Rewrite all of the entries below in full, requests included, and shift every answer coordinate by adding 104 to each of its numbers. Leave the sample points given with the requests as they are.

((

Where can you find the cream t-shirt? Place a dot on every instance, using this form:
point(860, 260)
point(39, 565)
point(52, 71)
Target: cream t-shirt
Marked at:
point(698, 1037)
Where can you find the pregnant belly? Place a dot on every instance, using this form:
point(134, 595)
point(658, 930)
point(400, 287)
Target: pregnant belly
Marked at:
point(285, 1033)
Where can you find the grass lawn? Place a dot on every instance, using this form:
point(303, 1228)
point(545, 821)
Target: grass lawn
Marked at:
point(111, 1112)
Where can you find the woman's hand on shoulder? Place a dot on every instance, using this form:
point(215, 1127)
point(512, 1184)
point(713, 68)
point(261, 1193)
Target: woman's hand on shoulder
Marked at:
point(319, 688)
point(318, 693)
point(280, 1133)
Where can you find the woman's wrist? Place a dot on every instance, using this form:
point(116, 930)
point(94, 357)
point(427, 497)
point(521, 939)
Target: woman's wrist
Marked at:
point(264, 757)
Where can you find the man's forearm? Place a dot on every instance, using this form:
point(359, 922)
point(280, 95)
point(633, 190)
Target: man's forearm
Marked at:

))

> **The response**
Where can you find the cream t-shirt? Place a dot on every instance, using this form:
point(860, 260)
point(39, 565)
point(52, 71)
Target: cream t-shirt
Marked at:
point(802, 1141)
Where can you find the pregnant belly? Place a dot on every instance, using this form:
point(134, 595)
point(658, 930)
point(400, 287)
Target: pregnant belly
Marked at:
point(389, 1137)
Where can you find the grass lawn? Place a dot on every instance, using this form:
point(303, 1228)
point(545, 821)
Target: grass lawn
Marked at:
point(215, 1216)
Where can you find the woman's hand on shoulder? Place a dot on every instance, using this form:
point(215, 1127)
point(512, 1184)
point(713, 68)
point(261, 1193)
Target: woman's hand on shoulder
Marked at:
point(423, 792)
point(422, 797)
point(384, 1237)
Where can you find the woman's wrist? Place a dot on every instance, using this form:
point(116, 930)
point(94, 357)
point(427, 497)
point(521, 939)
Target: woman's wrist
Marked at:
point(368, 861)
Where can you find the man's forearm? Place a dot on every instance, using this form:
point(359, 922)
point(280, 95)
point(633, 190)
Target: man's forearm
Marked at:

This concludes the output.